▶ What is being asked: Filter the entries below, keeping every line that has the word "concrete".
⁂
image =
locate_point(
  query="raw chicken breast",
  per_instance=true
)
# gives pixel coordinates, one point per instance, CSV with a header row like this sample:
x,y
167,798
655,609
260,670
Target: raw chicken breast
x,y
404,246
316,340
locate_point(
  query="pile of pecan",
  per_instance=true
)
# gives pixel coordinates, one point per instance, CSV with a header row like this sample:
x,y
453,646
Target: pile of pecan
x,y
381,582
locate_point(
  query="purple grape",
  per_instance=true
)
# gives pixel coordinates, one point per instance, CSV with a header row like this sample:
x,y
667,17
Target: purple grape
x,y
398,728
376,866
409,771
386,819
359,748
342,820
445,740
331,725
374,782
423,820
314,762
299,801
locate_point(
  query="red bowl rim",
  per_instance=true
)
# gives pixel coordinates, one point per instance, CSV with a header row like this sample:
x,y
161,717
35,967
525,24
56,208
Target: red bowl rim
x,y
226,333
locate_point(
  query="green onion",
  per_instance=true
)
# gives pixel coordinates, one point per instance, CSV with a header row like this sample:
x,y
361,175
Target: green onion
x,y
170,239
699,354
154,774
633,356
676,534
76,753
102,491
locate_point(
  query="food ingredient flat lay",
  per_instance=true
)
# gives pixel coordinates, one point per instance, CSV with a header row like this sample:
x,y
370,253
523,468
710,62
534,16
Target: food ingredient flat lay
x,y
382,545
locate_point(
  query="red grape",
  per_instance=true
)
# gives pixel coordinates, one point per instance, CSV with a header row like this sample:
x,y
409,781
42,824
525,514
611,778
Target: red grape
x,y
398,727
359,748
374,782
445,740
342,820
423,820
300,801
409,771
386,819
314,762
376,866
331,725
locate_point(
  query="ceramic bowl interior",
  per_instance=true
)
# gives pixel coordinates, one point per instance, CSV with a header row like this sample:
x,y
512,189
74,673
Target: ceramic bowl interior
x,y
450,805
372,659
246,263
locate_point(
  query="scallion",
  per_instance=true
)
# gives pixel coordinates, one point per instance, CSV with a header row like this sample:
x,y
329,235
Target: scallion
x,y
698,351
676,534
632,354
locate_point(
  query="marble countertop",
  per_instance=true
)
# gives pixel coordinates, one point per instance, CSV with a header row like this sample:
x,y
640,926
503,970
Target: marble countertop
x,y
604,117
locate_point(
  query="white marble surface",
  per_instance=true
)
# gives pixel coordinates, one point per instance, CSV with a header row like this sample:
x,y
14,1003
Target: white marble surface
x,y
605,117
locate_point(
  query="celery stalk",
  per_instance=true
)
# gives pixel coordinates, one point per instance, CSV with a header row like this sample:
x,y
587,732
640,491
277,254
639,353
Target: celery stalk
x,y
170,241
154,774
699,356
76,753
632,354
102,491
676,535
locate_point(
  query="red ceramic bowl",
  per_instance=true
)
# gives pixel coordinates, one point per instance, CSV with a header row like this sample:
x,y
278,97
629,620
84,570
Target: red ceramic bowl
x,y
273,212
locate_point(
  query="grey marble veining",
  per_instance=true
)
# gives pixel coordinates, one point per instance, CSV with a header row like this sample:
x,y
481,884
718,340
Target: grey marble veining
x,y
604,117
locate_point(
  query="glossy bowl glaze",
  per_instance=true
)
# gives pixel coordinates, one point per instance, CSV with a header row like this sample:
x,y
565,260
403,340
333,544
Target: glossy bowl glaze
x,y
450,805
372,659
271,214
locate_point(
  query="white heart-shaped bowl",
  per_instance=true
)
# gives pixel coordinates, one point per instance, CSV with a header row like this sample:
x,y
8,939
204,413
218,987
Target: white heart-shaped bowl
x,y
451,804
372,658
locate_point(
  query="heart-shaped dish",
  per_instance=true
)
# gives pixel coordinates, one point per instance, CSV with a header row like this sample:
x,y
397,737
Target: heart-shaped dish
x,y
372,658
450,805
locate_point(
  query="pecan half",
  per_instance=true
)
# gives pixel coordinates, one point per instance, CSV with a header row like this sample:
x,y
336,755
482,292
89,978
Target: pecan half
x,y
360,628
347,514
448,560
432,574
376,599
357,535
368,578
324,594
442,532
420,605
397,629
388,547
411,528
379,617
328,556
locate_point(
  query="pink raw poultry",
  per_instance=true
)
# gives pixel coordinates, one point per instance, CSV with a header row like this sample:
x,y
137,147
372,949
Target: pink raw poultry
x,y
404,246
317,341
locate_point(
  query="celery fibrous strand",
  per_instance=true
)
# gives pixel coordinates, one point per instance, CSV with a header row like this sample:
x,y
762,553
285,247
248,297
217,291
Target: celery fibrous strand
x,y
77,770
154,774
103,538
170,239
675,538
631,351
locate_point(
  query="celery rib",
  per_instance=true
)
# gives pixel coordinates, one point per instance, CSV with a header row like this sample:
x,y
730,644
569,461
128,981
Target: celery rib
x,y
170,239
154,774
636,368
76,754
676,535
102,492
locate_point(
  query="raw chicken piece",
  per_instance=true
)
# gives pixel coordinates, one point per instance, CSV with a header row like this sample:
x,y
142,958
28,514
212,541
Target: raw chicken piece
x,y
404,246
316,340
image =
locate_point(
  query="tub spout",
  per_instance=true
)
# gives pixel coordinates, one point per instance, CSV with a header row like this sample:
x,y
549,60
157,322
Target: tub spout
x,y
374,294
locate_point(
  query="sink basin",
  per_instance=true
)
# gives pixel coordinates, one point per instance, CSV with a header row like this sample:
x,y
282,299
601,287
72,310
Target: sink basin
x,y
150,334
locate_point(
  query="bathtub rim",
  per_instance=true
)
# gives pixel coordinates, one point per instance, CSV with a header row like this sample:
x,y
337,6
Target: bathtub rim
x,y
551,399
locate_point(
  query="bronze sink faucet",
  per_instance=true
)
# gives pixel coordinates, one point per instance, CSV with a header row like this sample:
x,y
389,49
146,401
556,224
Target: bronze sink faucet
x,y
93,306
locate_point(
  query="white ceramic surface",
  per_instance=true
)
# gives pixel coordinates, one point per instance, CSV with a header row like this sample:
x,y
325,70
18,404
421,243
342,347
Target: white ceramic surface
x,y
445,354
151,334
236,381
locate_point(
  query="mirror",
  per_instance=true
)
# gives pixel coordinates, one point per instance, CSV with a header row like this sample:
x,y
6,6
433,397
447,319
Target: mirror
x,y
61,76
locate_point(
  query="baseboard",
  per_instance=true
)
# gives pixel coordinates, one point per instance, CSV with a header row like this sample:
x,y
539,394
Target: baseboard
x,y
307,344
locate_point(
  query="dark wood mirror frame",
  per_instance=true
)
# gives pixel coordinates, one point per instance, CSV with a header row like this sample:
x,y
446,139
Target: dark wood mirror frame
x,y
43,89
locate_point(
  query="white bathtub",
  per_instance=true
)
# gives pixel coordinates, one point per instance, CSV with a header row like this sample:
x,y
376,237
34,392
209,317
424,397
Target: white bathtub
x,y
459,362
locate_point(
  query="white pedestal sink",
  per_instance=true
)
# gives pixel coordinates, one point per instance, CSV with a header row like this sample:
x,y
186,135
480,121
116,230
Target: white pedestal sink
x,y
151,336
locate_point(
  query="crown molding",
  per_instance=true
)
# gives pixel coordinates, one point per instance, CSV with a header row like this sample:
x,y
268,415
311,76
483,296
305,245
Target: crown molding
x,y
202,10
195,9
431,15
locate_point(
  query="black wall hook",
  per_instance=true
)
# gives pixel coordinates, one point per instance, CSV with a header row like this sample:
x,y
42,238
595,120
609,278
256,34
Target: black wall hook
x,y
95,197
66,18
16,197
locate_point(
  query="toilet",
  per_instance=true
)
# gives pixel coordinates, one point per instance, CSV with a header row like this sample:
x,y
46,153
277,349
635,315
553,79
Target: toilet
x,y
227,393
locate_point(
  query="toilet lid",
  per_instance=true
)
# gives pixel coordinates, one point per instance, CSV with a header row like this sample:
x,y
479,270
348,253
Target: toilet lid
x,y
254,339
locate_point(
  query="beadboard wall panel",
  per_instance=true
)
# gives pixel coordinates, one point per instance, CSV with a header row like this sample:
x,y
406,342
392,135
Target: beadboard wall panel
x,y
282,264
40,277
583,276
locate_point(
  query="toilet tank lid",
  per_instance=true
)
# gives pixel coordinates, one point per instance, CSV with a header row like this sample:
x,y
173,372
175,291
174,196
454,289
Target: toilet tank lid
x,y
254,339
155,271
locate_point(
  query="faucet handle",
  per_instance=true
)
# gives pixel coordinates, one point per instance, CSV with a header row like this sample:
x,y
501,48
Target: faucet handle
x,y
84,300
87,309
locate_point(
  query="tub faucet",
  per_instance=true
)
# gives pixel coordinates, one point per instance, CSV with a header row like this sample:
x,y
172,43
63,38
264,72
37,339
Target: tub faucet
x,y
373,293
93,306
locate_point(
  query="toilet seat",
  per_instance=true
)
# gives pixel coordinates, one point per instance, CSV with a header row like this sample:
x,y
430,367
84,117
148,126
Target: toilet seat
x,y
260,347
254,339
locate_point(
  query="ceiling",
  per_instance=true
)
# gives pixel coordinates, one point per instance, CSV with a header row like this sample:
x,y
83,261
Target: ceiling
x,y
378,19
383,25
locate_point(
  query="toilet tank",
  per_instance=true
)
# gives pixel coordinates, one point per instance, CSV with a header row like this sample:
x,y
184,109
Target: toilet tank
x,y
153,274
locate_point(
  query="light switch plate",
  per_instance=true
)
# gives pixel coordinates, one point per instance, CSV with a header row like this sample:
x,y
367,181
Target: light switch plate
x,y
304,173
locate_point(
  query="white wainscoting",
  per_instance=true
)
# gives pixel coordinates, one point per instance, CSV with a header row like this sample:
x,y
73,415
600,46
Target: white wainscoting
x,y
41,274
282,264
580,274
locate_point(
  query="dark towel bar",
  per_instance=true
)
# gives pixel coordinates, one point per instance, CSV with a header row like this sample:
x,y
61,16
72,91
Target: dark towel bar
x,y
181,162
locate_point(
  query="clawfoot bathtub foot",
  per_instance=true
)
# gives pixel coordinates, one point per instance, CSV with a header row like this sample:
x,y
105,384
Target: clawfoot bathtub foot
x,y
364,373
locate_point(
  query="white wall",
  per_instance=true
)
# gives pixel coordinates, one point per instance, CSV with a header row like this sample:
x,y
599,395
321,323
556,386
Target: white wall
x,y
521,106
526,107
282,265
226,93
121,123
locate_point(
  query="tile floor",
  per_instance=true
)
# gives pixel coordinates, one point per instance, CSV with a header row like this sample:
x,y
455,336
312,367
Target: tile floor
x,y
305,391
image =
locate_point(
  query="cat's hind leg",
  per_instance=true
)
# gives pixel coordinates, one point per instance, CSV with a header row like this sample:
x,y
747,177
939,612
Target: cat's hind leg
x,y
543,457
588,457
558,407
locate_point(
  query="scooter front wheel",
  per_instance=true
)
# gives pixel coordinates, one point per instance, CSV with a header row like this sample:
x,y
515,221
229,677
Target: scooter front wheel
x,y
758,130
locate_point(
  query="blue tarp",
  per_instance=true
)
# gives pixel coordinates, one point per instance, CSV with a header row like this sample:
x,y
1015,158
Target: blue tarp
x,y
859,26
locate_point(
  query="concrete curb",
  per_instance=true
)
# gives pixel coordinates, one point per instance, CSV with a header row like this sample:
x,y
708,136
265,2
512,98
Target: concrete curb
⁂
▶ Task response:
  query="concrete curb",
Target: concrete curb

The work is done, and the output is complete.